GIVEN REQUEST -
Rewrite all of the data below line for line, and shift every bounding-box coordinate up by 19.

----- TASK INPUT

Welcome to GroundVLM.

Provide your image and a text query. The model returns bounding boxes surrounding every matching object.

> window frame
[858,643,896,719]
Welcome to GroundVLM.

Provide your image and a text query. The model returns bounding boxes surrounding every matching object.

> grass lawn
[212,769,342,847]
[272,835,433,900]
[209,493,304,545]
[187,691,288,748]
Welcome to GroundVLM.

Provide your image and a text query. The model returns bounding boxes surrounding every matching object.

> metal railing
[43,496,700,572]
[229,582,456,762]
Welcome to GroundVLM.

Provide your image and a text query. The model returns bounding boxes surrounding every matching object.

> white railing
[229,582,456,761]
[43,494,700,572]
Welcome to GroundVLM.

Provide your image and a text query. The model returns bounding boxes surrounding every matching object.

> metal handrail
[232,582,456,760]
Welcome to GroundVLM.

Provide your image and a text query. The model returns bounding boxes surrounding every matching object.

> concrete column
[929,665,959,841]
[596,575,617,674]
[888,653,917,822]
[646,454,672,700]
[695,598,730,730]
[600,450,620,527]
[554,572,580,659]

----------

SOLUTION FOR THIS EXERCISE -
Welcome to GroundVLM.

Provide your image and a text query. The model returns bounding boxes surrounding every matching object.

> window frame
[877,662,915,738]
Welcome to GroundVLM.

Provide your image and a text query. The model returns bounding boxes surrounding every matching object.

> grass lawn
[231,788,361,866]
[291,854,452,919]
[228,512,323,564]
[206,710,307,767]
Welcome to GroundVLM.

Provide your image and a text query. The model returns bounding boxes surrounding every matching object.

> metal railing
[62,515,719,591]
[248,601,475,781]
Welcome to GroundVLM.

Provide your image and a text query. The model returns bounding boxes surrounding every matching object.

> white railing
[248,601,475,780]
[62,513,719,591]
Welcome to GroundVLM.

Provide your image and a text query. The model returns bounding boxes surrounding every matching object.

> metal handrail
[251,601,475,779]
Welcome to GroundVLM.

Provide your image and a text query. The model returns bounding boxes surrounding every matching object.

> concrete column
[948,684,978,860]
[615,594,636,693]
[907,672,936,841]
[665,473,691,719]
[714,617,749,749]
[619,469,639,546]
[573,591,599,678]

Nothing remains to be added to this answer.